Starting at the line that contains "One point marks each instance of the cow eye.", print every remaining line of the entries, unchanged, and output nothing more.
[START Data rows]
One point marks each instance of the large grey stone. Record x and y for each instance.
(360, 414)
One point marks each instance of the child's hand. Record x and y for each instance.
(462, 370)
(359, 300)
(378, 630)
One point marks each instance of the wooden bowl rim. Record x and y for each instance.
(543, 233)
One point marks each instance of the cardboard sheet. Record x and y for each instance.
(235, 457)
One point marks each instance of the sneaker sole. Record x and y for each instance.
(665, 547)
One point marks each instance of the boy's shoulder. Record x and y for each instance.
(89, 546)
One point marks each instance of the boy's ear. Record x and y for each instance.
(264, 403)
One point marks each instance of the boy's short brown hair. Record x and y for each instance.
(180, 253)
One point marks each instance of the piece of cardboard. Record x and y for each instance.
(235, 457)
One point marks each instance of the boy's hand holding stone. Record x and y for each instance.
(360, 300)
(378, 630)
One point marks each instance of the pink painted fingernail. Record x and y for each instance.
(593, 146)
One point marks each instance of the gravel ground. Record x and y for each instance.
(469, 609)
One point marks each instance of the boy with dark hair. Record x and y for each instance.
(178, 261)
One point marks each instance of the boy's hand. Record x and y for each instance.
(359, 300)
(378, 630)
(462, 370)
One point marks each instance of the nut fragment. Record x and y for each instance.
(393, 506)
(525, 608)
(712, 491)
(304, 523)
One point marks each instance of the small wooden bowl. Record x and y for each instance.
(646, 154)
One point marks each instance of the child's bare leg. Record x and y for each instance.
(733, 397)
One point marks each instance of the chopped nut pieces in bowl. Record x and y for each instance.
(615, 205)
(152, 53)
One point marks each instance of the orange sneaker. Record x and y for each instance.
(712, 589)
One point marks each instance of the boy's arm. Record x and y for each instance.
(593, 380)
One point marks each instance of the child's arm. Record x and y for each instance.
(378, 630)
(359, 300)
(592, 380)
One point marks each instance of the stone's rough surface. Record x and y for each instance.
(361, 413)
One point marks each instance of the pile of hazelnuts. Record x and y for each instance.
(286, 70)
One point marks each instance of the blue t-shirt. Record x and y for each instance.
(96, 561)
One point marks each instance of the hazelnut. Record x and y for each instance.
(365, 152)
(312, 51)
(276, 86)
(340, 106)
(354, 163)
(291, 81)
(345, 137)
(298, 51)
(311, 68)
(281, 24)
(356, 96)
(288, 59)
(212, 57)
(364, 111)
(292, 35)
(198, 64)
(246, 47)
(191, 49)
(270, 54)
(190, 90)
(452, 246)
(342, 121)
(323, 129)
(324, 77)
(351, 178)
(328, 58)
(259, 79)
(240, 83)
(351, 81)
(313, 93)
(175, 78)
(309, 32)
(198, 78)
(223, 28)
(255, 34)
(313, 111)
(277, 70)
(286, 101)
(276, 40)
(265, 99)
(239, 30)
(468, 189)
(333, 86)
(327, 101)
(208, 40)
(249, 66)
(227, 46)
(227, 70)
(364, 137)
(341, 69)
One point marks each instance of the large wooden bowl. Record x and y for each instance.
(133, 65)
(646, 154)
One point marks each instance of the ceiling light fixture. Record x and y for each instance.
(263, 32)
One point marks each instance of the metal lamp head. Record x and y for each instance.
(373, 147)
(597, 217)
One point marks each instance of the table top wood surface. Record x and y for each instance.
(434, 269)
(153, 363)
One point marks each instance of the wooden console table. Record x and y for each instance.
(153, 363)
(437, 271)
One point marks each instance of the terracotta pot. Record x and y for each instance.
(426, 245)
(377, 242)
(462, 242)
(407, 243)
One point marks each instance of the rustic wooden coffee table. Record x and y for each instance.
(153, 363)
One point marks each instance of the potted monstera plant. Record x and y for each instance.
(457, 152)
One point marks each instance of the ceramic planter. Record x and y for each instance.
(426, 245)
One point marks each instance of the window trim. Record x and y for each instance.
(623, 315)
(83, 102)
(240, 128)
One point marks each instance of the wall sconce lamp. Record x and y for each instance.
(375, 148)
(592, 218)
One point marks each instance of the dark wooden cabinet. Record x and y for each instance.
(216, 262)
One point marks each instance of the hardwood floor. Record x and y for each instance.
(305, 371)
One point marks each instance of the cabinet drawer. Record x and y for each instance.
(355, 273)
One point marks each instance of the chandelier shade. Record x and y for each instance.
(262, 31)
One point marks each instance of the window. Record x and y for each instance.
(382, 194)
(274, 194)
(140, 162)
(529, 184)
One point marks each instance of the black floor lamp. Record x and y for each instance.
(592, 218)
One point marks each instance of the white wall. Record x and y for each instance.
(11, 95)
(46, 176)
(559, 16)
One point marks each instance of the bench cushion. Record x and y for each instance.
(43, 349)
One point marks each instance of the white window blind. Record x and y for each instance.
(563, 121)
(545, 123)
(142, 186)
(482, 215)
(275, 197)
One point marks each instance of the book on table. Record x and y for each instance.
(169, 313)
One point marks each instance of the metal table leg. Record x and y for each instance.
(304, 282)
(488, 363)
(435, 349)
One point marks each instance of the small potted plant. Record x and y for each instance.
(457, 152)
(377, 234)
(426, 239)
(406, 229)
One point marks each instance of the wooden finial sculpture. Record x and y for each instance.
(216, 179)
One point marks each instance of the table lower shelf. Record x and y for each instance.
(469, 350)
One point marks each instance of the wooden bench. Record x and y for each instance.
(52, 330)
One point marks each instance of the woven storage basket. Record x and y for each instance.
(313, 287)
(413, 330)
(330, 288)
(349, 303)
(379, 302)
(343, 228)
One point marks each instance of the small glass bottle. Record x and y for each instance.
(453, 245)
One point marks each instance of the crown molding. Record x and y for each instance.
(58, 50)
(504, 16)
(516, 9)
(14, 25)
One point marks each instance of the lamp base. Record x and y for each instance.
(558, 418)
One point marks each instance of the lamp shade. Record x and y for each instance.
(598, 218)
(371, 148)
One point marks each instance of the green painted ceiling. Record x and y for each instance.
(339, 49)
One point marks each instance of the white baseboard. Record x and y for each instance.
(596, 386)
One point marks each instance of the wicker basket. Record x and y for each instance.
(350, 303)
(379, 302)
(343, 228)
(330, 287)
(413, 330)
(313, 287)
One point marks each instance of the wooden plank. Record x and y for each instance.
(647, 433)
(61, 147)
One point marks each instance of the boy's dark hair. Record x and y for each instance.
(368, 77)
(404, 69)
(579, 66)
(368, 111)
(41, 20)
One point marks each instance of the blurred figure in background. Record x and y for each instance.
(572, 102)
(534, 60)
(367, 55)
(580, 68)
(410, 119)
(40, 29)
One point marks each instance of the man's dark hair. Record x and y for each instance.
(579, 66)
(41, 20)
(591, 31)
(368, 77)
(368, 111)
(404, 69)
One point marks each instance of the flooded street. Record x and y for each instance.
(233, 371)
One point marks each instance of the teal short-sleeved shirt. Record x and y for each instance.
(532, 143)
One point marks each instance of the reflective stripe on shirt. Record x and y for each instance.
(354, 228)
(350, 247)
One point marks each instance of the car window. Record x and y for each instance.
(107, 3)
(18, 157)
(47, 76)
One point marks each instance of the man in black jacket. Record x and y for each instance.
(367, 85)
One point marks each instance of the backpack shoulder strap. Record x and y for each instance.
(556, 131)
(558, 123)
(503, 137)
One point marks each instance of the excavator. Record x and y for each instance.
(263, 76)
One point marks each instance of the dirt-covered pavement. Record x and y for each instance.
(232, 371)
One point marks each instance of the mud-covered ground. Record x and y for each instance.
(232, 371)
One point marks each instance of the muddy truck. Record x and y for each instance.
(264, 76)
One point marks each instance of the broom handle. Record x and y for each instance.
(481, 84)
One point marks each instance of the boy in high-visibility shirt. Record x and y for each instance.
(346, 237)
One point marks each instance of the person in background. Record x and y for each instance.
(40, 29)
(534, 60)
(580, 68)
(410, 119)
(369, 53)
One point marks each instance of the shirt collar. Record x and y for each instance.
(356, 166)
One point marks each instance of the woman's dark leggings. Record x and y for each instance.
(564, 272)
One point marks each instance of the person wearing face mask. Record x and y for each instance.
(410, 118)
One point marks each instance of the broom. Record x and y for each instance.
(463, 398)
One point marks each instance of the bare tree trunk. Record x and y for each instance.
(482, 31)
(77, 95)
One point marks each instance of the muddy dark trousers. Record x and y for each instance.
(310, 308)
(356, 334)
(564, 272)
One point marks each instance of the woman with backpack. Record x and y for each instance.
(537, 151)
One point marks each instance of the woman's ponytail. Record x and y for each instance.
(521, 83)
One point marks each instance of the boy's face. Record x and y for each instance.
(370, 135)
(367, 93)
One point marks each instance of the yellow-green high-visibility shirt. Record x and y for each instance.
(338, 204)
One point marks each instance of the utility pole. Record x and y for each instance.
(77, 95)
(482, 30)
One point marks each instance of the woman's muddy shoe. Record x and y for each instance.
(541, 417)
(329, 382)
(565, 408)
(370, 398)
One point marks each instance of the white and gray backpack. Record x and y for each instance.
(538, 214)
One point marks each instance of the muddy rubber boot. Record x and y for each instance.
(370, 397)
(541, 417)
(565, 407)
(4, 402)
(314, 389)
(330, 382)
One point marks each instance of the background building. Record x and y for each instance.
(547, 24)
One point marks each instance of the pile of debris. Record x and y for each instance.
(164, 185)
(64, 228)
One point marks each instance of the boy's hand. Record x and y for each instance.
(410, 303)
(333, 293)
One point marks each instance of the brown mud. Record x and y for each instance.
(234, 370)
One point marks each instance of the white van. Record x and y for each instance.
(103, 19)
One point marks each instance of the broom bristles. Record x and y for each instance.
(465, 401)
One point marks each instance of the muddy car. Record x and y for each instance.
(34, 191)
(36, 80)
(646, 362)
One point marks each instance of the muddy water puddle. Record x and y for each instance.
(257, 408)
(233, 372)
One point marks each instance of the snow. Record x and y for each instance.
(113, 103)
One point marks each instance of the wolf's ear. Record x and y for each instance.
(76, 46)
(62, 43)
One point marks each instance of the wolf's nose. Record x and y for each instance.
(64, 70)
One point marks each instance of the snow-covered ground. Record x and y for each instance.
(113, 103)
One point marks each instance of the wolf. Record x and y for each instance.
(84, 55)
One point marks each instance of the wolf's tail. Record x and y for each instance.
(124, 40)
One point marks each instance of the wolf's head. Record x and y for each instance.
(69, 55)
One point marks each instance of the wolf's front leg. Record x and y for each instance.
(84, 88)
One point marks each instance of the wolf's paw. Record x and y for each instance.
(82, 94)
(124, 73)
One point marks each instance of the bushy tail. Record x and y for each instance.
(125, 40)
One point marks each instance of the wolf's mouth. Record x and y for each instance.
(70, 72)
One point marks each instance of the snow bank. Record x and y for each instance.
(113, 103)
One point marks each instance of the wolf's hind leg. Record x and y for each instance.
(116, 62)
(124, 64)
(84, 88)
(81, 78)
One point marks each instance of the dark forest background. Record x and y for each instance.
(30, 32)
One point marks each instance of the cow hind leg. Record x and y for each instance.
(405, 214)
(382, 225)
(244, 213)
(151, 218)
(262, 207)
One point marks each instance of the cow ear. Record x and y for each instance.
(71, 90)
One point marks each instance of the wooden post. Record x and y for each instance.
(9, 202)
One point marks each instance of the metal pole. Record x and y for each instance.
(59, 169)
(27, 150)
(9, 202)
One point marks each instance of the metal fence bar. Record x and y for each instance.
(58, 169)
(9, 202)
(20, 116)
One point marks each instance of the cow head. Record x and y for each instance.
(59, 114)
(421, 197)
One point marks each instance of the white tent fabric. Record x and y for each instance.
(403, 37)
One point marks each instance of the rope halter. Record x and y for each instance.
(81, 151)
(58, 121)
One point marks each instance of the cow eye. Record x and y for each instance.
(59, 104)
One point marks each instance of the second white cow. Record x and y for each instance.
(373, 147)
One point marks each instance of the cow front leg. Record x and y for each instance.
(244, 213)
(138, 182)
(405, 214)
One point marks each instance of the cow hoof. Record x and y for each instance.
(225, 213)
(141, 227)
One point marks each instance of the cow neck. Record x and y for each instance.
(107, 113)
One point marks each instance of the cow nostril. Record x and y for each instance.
[END Data rows]
### Reply
One point marks each instance of the cow eye. Record x and y for each instance.
(59, 104)
One point marks each instance of the second white cow. Record x and y for each instance.
(373, 147)
One point marks each instance of the cow front leg. Record x and y for each instance.
(244, 213)
(138, 182)
(405, 214)
One point marks each instance of the cow hoof. Record x and y for each instance.
(225, 213)
(141, 227)
One point marks each instance of the cow neck. Record x and y for each instance.
(107, 113)
One point marks each instance of the cow nostril. Record x and y for each instance.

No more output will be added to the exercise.